Brano scelto:
+ + + + + + +

SQUADRISTI, FURBERIE E (LE SOLITE) MELINE POLITICHE di Norberto Fragiacomo



Avvertenza per i militanti severi di gucciniana memoria: quello che state per leggere è un pezzo “di colore”, incentrato su fatti e sceneggiate che attengono alla sovrastruttura, e nello specifico a quell’enclave un po’ avulsa dalla realtà (e con limitata influenza su quest’ultima) che convenzionalmente viene definita “politica italiana”. Solita commedia dell’arte, insomma, malgrado le pose tragiche esibite, per qualche giorno, dalle maschere più in vista (il Sovrano ammonitore, la Presidentessa vilipesa, il decisionista fiorentino, i fanti-cantori piddini).

Mercoledì sera arriva trafelato alla Camera, a passo di corsa, il c.d. decreto IMU. Si tratta di scongiurare il pagamento della seconda rata dell’imposta sulla prima casa per il 2013, ma non solo: viene rivalutato (e non di un’inezia: da 156 mila a 7,5 miliardi di euro!) il capitale di Bankitalia che, com’è noto, è di proprietà degli istituti bancari nazionali. Un regalo alle banche? Indirettamente sì, e – visto l’importo – più un dono di nozze che un presente. Per impedire l’ostruzionismo del M5Stelle contro il cadeau (sulla soppressione della rata i “grillini” sono invece d’accordo), che rischia di far decadere il decreto, la presidente Boldrini attua un colpo di mano, anzi di ghigliottina: dibattito ucciso in fasce, conversione in legge d’imperio dell’intero provvedimento. I pentastellati non ci stanno e, in segno di protesta, occupano pacificamente i banchi del governo e della presidenza. Violenza? Sì, ai loro danni: un questore alto e massiccio percuote sul volto una deputata grillina bassa la metà di lui.

+ + + + + + +

Record grezzi:

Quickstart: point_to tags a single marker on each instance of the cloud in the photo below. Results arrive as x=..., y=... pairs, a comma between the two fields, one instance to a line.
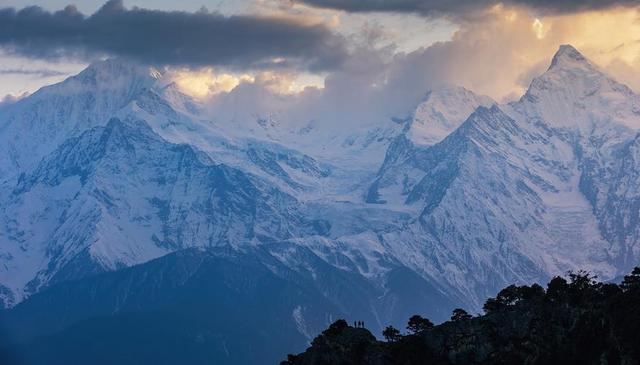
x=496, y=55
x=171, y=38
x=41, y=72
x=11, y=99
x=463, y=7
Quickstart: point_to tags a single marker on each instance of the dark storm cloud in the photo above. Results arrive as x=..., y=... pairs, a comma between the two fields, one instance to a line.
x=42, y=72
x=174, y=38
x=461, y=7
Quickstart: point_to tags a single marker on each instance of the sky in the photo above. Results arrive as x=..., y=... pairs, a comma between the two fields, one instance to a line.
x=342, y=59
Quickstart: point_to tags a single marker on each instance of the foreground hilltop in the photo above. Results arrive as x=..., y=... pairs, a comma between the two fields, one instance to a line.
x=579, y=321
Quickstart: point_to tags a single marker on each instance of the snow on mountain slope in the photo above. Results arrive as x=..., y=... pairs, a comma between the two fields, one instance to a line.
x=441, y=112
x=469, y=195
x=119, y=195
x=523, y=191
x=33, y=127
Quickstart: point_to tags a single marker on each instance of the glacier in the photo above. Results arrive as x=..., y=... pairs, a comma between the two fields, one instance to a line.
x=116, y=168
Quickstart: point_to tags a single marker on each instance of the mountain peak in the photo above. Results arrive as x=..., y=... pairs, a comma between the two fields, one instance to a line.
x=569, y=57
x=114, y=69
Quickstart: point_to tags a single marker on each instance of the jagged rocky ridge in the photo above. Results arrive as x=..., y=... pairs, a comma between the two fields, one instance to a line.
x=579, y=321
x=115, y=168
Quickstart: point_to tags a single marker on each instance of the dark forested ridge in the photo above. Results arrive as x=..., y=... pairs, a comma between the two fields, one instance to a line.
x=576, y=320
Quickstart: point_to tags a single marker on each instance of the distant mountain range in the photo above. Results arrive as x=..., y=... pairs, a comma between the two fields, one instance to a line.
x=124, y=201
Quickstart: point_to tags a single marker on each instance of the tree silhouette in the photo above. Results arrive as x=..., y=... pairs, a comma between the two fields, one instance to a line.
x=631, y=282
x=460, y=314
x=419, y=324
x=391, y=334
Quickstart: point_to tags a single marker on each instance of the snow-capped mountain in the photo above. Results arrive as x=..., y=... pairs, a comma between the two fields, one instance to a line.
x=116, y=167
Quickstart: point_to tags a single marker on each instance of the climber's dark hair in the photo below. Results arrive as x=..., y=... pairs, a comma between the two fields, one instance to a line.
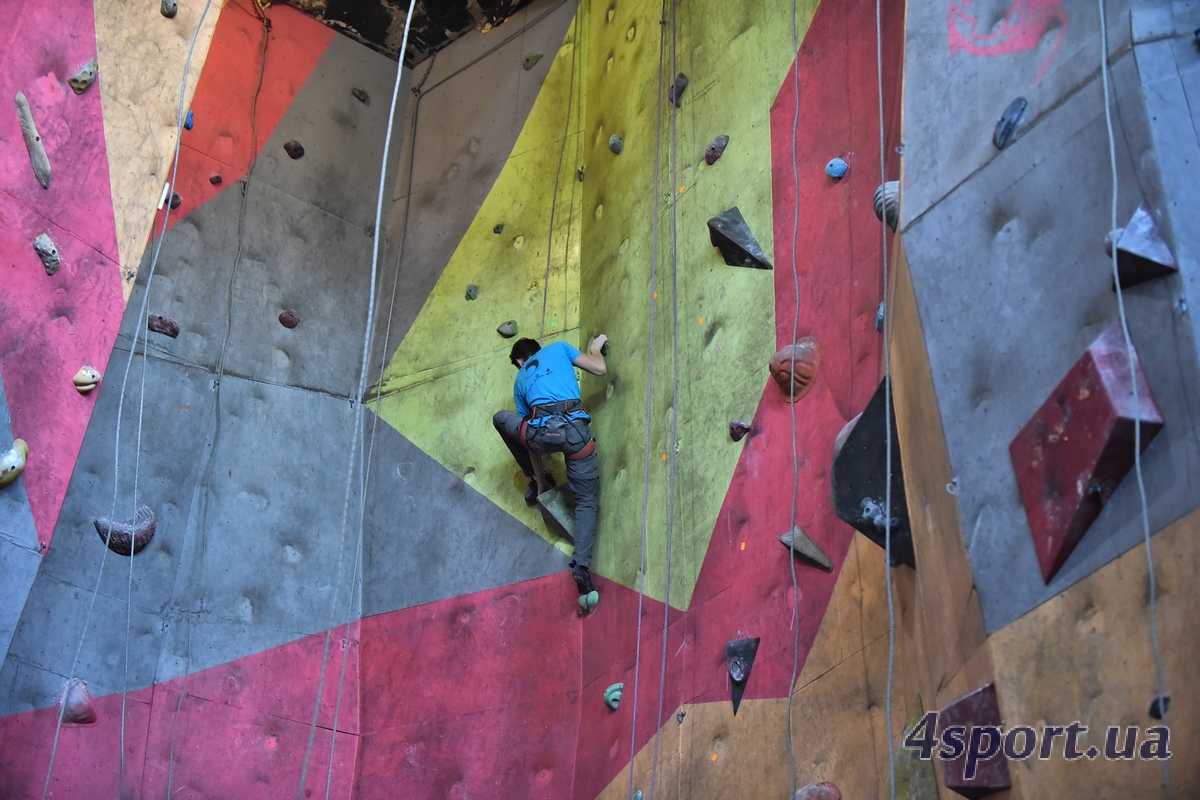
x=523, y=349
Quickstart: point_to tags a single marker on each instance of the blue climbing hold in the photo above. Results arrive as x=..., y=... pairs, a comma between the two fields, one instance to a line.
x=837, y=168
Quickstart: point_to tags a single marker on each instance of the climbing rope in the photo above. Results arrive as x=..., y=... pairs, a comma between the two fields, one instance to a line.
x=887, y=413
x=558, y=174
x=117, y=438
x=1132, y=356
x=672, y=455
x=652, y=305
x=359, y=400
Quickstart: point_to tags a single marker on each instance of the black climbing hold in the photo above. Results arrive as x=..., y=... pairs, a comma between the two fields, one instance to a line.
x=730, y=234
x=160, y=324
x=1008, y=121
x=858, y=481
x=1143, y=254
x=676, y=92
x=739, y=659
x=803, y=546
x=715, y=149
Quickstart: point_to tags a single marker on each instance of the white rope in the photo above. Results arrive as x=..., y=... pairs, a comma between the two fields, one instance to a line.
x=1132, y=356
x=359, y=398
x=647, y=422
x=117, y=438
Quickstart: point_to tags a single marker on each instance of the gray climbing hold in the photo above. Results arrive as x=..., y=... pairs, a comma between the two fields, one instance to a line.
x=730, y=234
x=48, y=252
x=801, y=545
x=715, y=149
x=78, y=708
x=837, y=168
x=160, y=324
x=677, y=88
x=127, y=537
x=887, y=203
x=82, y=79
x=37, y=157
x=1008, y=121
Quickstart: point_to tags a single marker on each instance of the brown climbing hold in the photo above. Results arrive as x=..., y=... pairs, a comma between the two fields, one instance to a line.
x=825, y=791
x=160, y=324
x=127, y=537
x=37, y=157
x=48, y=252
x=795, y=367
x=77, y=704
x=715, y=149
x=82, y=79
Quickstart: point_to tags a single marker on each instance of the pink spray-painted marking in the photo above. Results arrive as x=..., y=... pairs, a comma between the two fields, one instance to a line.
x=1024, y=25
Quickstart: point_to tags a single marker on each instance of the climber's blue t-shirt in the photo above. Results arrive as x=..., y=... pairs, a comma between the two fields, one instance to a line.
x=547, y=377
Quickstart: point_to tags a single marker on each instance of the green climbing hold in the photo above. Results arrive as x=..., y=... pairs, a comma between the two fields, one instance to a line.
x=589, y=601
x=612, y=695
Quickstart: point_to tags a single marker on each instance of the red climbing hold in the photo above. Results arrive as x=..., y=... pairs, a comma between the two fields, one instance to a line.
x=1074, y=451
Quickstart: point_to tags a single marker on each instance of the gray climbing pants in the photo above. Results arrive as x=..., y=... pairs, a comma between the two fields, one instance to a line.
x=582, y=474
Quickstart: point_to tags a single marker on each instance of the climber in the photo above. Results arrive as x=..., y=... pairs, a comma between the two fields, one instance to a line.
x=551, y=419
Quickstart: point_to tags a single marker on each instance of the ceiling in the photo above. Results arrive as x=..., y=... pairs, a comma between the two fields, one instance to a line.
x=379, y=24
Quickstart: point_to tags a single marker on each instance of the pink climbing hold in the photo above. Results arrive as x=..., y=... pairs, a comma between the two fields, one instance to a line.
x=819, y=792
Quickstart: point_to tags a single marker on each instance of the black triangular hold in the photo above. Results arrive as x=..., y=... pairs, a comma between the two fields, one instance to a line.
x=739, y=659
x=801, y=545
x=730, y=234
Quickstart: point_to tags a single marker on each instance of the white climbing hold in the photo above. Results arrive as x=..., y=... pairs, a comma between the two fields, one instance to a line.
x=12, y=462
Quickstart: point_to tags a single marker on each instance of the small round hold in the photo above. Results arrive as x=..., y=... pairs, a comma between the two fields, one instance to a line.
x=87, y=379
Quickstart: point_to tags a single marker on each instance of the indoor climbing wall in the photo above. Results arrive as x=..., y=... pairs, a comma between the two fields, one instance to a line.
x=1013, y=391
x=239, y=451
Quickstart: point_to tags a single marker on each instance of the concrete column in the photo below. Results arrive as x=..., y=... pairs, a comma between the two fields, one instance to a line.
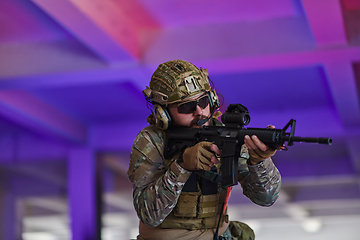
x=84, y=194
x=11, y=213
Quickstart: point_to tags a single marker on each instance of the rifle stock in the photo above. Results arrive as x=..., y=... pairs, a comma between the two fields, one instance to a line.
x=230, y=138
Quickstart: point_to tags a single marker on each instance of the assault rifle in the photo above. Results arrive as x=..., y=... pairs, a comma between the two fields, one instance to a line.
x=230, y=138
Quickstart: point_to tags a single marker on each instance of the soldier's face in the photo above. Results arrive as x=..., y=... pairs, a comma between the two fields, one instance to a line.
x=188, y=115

+ + + + + + +

Obiettivo: Quali sono le maschere più in vista che il brano elenca tra parentesi nel paragrafo che comincia con «Avvertenza per i militanti severi»?

Risposta scritta:
- il Sovrano ammonitore
- la Presidentessa vilipesa
- il decisionista fiorentino
- i fanti-cantori piddini